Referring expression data
----------------

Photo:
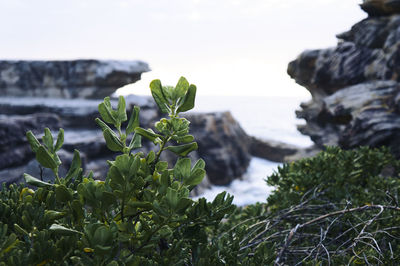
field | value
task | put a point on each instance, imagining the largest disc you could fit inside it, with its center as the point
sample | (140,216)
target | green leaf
(121,109)
(20,230)
(184,139)
(181,88)
(48,139)
(103,125)
(35,144)
(36,182)
(147,133)
(183,150)
(106,111)
(60,140)
(188,102)
(199,164)
(135,165)
(161,166)
(62,230)
(195,177)
(136,142)
(75,166)
(158,95)
(63,194)
(112,140)
(44,157)
(107,199)
(172,197)
(183,204)
(9,244)
(50,215)
(182,168)
(150,157)
(133,120)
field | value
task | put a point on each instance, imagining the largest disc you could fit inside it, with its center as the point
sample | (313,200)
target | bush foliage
(340,207)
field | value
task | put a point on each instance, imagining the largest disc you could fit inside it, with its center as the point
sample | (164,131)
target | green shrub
(339,208)
(140,215)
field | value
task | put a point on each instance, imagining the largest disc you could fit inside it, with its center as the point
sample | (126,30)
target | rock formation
(67,79)
(355,85)
(222,142)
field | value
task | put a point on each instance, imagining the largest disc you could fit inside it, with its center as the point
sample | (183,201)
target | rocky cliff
(67,79)
(355,86)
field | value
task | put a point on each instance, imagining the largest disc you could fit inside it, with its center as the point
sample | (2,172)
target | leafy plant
(340,207)
(141,214)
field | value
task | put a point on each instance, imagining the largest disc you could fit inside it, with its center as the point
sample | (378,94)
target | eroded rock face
(67,79)
(223,145)
(14,148)
(381,7)
(355,86)
(222,142)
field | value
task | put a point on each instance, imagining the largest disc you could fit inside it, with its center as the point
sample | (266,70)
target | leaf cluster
(141,214)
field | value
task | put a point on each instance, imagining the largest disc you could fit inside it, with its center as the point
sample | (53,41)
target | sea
(264,117)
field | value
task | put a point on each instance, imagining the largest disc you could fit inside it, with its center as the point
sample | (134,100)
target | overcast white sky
(235,47)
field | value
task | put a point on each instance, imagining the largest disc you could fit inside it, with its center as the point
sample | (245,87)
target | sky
(225,47)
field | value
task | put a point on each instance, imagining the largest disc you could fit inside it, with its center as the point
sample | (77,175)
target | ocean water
(264,117)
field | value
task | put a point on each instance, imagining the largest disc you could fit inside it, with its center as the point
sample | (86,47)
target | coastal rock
(67,79)
(381,7)
(271,150)
(223,145)
(14,148)
(355,86)
(76,113)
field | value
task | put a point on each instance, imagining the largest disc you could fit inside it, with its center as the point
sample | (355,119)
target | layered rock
(355,85)
(223,144)
(381,7)
(67,79)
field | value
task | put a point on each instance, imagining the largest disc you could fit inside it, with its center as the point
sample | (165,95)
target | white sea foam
(271,118)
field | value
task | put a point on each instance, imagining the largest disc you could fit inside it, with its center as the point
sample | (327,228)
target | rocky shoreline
(355,85)
(223,144)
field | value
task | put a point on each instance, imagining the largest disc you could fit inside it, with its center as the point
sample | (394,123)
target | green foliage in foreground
(140,215)
(340,207)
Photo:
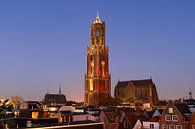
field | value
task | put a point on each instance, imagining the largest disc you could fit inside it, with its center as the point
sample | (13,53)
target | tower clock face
(97,33)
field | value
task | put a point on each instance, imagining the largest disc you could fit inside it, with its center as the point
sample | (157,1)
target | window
(165,126)
(178,127)
(125,124)
(170,110)
(171,126)
(151,126)
(193,126)
(175,118)
(168,117)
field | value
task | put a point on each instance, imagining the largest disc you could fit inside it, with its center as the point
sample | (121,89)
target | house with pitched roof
(110,119)
(175,116)
(141,93)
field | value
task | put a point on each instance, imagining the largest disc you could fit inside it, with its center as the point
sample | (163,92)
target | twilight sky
(43,45)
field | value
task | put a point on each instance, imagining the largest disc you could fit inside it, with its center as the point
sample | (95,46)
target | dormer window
(97,33)
(175,118)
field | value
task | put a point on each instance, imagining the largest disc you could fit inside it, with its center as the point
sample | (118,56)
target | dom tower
(97,77)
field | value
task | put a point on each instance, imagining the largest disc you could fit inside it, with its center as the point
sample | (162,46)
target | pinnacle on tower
(97,19)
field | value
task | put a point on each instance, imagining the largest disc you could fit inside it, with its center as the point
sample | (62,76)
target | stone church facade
(137,91)
(97,77)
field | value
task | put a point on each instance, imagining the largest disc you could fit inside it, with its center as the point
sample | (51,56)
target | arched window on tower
(103,68)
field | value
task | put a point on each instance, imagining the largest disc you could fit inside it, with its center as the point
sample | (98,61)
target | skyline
(43,45)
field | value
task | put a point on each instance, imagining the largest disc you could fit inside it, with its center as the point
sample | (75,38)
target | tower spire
(60,89)
(97,15)
(97,19)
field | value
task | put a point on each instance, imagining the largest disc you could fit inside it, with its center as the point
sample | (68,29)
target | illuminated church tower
(97,77)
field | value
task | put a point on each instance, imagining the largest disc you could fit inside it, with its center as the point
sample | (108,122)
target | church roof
(55,98)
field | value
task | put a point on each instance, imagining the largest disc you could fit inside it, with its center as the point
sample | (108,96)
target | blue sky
(43,45)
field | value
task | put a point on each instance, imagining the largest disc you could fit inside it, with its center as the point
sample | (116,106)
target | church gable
(131,91)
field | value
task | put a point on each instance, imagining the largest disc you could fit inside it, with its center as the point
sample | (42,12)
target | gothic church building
(97,77)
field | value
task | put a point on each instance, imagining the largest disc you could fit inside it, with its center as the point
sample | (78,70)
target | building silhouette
(97,77)
(137,92)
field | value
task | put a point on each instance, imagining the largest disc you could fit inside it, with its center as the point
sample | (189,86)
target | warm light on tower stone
(97,77)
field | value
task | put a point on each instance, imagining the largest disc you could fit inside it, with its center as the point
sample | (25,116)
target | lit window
(97,33)
(125,124)
(152,126)
(165,126)
(35,115)
(91,85)
(170,110)
(175,118)
(193,126)
(178,127)
(168,117)
(171,126)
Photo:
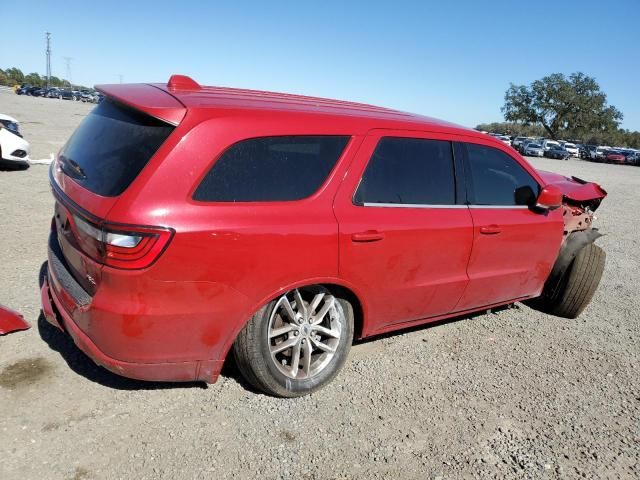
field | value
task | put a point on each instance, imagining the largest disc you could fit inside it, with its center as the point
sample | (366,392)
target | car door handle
(368,236)
(490,230)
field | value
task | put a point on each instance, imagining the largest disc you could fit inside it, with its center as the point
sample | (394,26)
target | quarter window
(271,169)
(409,171)
(497,179)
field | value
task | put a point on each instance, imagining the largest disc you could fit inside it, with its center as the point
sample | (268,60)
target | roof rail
(182,82)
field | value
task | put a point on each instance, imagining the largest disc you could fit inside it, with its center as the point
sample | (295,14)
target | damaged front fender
(11,321)
(575,190)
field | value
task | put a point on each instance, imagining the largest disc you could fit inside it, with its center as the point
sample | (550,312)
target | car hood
(575,189)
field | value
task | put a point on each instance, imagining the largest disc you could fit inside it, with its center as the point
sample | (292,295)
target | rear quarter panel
(229,258)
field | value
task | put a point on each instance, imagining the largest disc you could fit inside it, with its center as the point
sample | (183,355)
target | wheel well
(346,294)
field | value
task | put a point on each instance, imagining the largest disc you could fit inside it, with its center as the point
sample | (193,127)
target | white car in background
(13,148)
(533,149)
(548,144)
(572,149)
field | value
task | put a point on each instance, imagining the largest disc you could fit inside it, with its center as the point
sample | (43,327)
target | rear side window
(409,171)
(497,179)
(111,146)
(270,169)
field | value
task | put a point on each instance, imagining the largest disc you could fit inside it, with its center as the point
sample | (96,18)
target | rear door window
(111,146)
(270,169)
(494,178)
(408,171)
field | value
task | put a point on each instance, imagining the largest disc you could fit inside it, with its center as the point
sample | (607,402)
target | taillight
(118,246)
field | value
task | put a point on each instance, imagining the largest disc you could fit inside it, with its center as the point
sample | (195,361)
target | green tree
(33,79)
(15,75)
(572,106)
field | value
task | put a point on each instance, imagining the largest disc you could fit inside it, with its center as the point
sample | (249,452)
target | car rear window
(270,169)
(111,146)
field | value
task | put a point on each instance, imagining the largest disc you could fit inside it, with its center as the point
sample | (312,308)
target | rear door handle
(490,229)
(368,236)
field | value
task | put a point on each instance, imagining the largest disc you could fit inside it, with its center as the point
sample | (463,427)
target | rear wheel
(297,343)
(578,285)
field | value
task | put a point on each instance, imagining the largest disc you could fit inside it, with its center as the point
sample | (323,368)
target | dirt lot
(514,394)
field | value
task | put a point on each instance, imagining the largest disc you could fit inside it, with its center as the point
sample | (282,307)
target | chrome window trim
(503,207)
(418,205)
(409,205)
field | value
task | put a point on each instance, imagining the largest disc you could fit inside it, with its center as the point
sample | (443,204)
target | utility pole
(67,60)
(48,51)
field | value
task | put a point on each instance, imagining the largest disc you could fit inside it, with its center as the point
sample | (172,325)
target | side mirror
(550,198)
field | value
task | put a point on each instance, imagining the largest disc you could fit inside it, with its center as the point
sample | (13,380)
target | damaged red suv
(191,221)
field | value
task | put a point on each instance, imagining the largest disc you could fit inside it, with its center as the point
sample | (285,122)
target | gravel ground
(514,394)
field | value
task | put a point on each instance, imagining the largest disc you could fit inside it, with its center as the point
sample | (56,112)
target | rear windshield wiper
(72,168)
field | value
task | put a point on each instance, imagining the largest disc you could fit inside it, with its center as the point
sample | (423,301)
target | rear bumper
(56,315)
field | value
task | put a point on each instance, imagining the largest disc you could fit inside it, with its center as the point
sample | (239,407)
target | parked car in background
(633,158)
(14,150)
(298,229)
(556,151)
(65,94)
(586,151)
(87,96)
(572,149)
(598,154)
(504,139)
(517,141)
(22,90)
(533,149)
(614,156)
(547,144)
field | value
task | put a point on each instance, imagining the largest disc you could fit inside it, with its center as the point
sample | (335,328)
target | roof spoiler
(182,82)
(147,98)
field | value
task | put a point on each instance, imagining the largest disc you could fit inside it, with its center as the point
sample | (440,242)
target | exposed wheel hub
(304,333)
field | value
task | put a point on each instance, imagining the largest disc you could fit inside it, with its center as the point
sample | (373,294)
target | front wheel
(577,287)
(297,343)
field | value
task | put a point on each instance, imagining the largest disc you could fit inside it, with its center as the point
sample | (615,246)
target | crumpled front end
(581,199)
(11,321)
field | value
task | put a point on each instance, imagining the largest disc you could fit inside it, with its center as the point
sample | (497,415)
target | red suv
(193,220)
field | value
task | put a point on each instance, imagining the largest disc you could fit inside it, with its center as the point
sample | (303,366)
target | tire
(579,284)
(267,369)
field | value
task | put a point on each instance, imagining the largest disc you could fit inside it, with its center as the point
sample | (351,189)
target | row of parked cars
(90,96)
(563,150)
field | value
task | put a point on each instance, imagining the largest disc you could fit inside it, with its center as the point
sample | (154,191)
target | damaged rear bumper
(56,315)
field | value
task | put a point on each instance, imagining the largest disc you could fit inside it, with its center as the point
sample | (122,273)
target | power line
(67,60)
(48,52)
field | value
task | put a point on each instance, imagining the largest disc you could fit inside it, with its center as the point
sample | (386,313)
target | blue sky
(452,60)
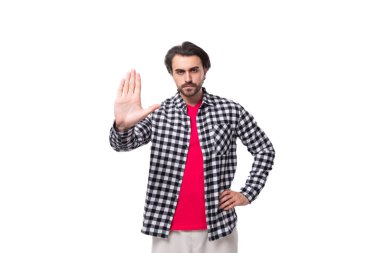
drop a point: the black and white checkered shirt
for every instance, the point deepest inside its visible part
(220, 122)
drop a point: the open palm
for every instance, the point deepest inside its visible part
(128, 109)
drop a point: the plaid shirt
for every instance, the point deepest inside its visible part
(220, 122)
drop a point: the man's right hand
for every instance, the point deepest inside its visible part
(128, 110)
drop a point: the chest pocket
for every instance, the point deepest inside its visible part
(222, 138)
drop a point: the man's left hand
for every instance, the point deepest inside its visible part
(229, 199)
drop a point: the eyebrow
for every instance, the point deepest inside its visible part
(192, 68)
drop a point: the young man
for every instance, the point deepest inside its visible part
(189, 205)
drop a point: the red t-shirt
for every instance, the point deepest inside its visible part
(190, 212)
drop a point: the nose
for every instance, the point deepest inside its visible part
(188, 78)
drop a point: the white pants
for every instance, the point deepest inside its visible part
(195, 241)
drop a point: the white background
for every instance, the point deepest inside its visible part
(307, 71)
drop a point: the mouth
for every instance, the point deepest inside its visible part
(188, 86)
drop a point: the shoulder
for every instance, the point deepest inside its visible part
(223, 103)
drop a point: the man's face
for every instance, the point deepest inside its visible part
(188, 74)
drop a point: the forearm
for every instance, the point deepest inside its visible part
(129, 139)
(261, 167)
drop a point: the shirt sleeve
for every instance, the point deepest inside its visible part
(133, 138)
(262, 150)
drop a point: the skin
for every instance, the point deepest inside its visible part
(188, 75)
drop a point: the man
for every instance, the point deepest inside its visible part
(189, 205)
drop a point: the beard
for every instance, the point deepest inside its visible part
(190, 89)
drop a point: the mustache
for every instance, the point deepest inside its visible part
(188, 84)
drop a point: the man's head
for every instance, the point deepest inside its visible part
(187, 49)
(188, 64)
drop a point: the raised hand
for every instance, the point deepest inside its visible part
(128, 110)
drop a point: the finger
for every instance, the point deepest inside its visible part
(232, 205)
(132, 83)
(151, 109)
(224, 193)
(138, 85)
(227, 204)
(126, 83)
(225, 199)
(120, 88)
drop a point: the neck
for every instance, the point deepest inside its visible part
(193, 100)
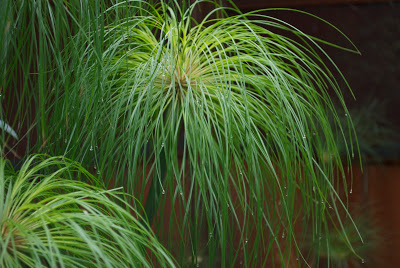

----------------

Look through the records and copy down every line that holds "shirt".

drop a point: the black and white checkered shirt
drop a point: the plaid shirt
drop a point: the red t-shirt
drop a point: the shirt sleeve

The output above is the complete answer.